Text block »
^^^^^^^^
One day in 1996, Olvera López was called on by Medina Garza's henchmen to pay him a visit at his office for a private talk. Olvera López, who was well-versed with weapons, took his Magnum pistol. Hours later, Olvera López went to the offices of Baldomero Medina with two of his loyal bodyguards, nicknamed El Capi and El Cipri. At the door, one of Medina Garza's guards told Olvera López that he wanted to see him alone, so his bodyguards waited at the sitting room. Inside, Olvera López was greeted by Medina Garza, who told him to take a seat in front of his desk. He noticed, however, that El Chava Gómez was behind him sitting down on a sofa. Olvera López lighted a cigarette, while Medina Garza told him, "You know why I called you here? I was thinking of a new business perspective for you." As he spoke, Medina Garza tilted to his side to pull a pistol; Olvera López reacted by pulling his too but El Chava Gómez shot him in the head from behind. Having survived the first shot, Medina Garza finished him with another one on his head. He then ordered his men to get rid of the corpse.

Medina Garza earned his nickname El Señor de los Tráilers ("Lord of the Trailers") for smuggling large sums of marijuana and cocaine from Mexico into the United States using a fleet of trailers from his privately owned company. He also had several fishing companies in the cities of San Fernando, Tampico, Veracruz and Campeche, and used its boats to hide narcotics and ship them to El Mezquital port in Matamoros. In addition, the Mexican authorities allege that Medina Garza had several businessmen in Matamoros and Tampico that laundered his money at hotels, restaurants, and exchange houses. He reportedly had interest in owning a newspaper in Campeche, where he supposedly had several journalists already on his payroll.
^^^^^^^^
Extracted information »
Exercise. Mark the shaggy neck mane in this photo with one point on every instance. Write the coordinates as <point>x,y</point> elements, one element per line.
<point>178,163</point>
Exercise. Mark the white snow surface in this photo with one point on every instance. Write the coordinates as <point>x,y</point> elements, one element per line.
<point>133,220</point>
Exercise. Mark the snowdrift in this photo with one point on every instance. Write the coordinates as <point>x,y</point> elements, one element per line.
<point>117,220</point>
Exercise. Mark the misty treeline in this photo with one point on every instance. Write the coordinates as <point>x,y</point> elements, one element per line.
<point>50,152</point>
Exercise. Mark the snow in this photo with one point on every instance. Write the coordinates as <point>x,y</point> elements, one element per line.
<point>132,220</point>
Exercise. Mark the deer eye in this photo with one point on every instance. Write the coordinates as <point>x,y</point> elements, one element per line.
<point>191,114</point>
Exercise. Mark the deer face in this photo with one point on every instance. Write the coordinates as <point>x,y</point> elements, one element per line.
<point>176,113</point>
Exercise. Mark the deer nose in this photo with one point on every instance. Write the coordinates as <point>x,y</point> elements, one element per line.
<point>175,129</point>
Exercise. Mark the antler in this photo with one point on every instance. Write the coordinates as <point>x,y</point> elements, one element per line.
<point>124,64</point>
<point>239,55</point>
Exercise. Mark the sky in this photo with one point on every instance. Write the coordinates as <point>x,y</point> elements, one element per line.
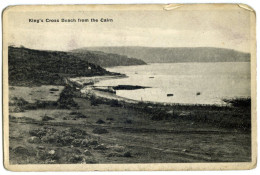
<point>219,28</point>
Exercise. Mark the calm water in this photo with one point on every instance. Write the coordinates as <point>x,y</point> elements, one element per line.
<point>214,81</point>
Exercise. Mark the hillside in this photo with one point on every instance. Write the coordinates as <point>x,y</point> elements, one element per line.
<point>178,54</point>
<point>105,59</point>
<point>34,67</point>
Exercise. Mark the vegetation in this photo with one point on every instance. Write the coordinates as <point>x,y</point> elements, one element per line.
<point>34,67</point>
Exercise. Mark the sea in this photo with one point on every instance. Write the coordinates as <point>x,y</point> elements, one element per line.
<point>184,83</point>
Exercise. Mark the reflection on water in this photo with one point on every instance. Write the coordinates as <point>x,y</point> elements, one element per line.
<point>193,83</point>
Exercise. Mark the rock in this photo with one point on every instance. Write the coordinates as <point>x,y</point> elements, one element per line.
<point>76,142</point>
<point>87,153</point>
<point>127,154</point>
<point>94,142</point>
<point>114,154</point>
<point>100,131</point>
<point>51,152</point>
<point>101,147</point>
<point>40,147</point>
<point>100,121</point>
<point>84,143</point>
<point>47,118</point>
<point>110,118</point>
<point>90,160</point>
<point>128,121</point>
<point>76,159</point>
<point>20,150</point>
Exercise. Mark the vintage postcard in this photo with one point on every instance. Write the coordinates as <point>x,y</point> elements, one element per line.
<point>129,87</point>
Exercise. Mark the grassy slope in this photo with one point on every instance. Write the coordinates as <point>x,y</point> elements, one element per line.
<point>132,136</point>
<point>27,66</point>
<point>181,54</point>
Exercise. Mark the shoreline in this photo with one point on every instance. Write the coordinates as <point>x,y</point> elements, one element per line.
<point>106,92</point>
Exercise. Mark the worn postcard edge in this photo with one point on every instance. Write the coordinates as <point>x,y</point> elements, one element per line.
<point>138,166</point>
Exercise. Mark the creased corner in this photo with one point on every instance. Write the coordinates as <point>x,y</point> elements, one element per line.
<point>172,6</point>
<point>246,7</point>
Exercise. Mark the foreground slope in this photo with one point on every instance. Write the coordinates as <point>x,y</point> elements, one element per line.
<point>27,66</point>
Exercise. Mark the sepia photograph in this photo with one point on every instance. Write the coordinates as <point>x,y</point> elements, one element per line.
<point>129,87</point>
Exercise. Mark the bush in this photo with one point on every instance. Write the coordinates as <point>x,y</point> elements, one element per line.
<point>100,131</point>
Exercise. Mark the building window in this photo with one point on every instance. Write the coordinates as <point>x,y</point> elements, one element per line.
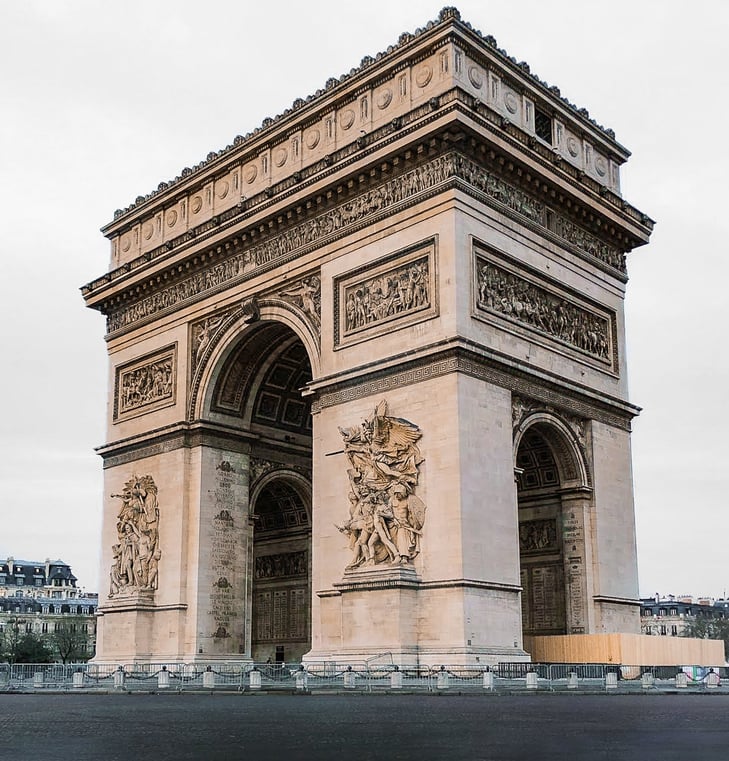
<point>543,125</point>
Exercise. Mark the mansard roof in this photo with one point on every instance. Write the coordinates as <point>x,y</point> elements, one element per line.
<point>448,15</point>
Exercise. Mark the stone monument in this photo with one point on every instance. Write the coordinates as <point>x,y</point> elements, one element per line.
<point>368,377</point>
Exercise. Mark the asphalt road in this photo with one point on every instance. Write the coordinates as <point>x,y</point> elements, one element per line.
<point>191,727</point>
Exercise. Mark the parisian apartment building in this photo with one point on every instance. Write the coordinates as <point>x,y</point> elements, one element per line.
<point>39,597</point>
<point>670,615</point>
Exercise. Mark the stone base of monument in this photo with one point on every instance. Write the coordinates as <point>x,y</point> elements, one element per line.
<point>387,615</point>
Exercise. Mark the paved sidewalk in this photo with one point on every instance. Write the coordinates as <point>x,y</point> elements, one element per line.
<point>434,727</point>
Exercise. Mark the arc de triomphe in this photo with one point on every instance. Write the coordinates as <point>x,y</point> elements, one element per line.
<point>368,377</point>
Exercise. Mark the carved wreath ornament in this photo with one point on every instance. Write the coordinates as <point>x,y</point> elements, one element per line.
<point>386,517</point>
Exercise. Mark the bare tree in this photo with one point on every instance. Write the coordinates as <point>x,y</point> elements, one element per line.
<point>70,639</point>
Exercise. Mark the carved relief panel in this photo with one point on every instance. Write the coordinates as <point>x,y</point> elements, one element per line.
<point>146,384</point>
<point>398,291</point>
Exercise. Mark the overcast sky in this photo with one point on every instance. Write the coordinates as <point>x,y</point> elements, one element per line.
<point>101,101</point>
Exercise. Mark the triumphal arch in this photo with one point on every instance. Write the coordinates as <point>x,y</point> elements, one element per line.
<point>368,377</point>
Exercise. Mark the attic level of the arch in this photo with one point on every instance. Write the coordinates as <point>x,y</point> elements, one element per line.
<point>383,92</point>
<point>488,169</point>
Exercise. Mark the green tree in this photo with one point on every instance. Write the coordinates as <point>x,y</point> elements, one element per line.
<point>20,646</point>
<point>70,639</point>
<point>704,627</point>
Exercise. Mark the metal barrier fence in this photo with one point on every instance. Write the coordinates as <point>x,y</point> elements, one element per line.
<point>362,677</point>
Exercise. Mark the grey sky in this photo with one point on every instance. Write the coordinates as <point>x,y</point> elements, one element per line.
<point>102,101</point>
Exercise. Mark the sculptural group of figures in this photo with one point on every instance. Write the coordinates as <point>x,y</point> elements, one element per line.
<point>386,518</point>
<point>136,555</point>
<point>399,291</point>
<point>503,292</point>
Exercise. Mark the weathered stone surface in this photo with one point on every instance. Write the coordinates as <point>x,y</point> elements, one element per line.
<point>372,359</point>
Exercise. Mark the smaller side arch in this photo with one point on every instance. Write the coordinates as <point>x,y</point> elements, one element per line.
<point>297,481</point>
<point>570,456</point>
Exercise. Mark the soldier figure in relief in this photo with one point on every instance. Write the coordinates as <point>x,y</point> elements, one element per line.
<point>386,518</point>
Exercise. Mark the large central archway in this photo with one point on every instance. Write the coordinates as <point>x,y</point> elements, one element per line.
<point>256,387</point>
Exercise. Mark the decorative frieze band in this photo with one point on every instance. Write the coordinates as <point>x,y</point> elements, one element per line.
<point>281,566</point>
<point>146,384</point>
<point>243,264</point>
<point>538,536</point>
<point>555,313</point>
<point>365,209</point>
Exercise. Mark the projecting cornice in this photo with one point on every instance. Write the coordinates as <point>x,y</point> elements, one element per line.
<point>137,294</point>
<point>332,127</point>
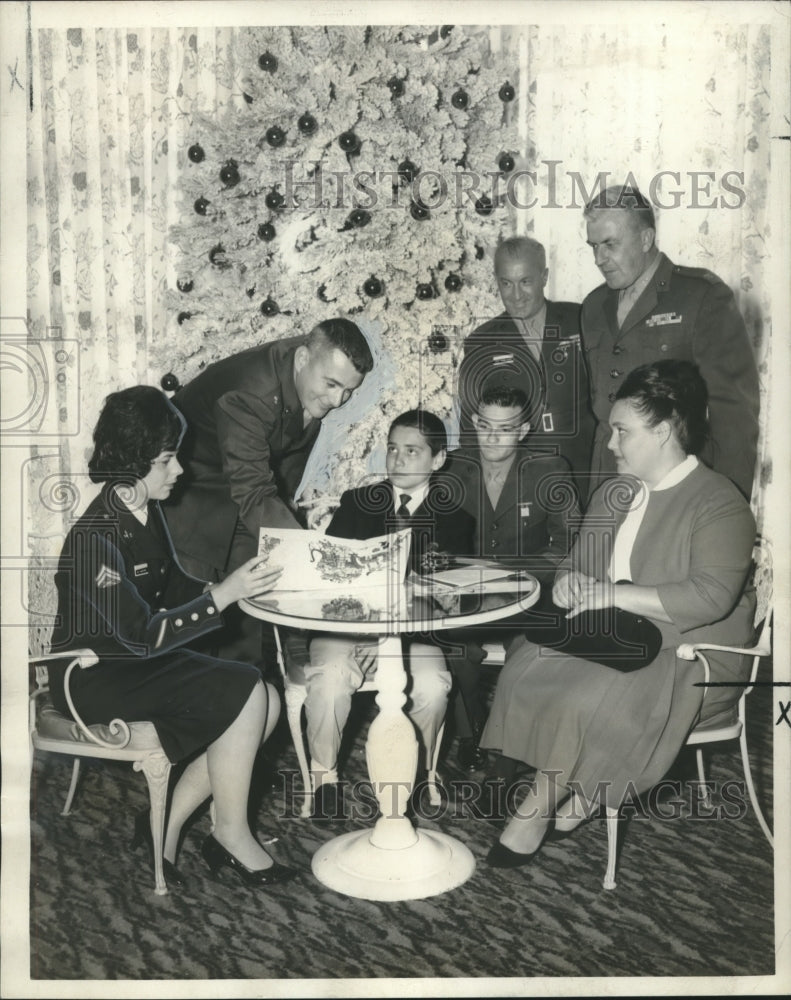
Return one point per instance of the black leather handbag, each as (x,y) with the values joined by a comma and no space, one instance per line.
(613,637)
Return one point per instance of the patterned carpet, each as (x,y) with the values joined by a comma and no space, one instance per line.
(694,895)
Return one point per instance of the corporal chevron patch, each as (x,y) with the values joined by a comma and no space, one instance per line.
(107,577)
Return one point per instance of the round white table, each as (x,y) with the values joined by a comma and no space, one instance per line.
(394,860)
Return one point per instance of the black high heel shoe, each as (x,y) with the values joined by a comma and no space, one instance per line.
(215,856)
(142,835)
(500,856)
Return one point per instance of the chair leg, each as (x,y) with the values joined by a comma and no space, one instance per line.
(433,792)
(156,768)
(612,847)
(702,778)
(295,699)
(75,773)
(748,777)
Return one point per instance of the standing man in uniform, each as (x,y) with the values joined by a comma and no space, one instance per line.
(650,309)
(252,420)
(533,346)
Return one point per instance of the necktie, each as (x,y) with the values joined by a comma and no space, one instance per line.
(402,513)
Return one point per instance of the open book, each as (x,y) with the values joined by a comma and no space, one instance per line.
(315,561)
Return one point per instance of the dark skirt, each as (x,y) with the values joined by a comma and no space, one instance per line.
(190,698)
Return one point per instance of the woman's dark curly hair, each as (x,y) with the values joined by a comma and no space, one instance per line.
(135,426)
(671,390)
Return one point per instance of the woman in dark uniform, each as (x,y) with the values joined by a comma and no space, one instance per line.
(122,594)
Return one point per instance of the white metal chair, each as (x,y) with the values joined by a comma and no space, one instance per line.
(295,695)
(734,727)
(136,742)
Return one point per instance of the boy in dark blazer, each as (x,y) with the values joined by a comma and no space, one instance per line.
(526,509)
(412,496)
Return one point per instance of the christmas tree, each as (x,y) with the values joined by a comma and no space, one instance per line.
(364,173)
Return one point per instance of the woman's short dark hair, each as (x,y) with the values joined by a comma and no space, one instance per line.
(429,425)
(671,390)
(135,426)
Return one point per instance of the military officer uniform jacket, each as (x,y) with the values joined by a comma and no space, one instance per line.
(244,454)
(686,313)
(122,594)
(561,419)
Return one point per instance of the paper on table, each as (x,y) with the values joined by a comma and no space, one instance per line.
(476,576)
(312,560)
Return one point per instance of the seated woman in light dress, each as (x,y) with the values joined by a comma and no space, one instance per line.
(678,538)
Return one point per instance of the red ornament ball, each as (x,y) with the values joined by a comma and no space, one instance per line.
(307,124)
(274,201)
(418,211)
(275,136)
(348,142)
(229,174)
(506,163)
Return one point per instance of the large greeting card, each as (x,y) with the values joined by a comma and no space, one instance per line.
(314,561)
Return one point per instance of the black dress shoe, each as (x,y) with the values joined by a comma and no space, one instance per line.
(142,835)
(554,836)
(500,856)
(469,755)
(215,856)
(328,803)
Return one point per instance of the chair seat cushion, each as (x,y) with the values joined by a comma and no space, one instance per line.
(52,725)
(723,720)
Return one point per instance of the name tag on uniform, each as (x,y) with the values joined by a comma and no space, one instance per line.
(664,319)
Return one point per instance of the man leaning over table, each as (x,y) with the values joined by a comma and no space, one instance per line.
(252,421)
(650,309)
(413,496)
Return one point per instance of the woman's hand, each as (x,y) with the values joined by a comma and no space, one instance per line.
(251,578)
(592,596)
(568,587)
^^^^^^^^
List the cities where, according to the text about Medina Garza, he had fishing companies.

San Fernando, Tampico, Veracruz, Campeche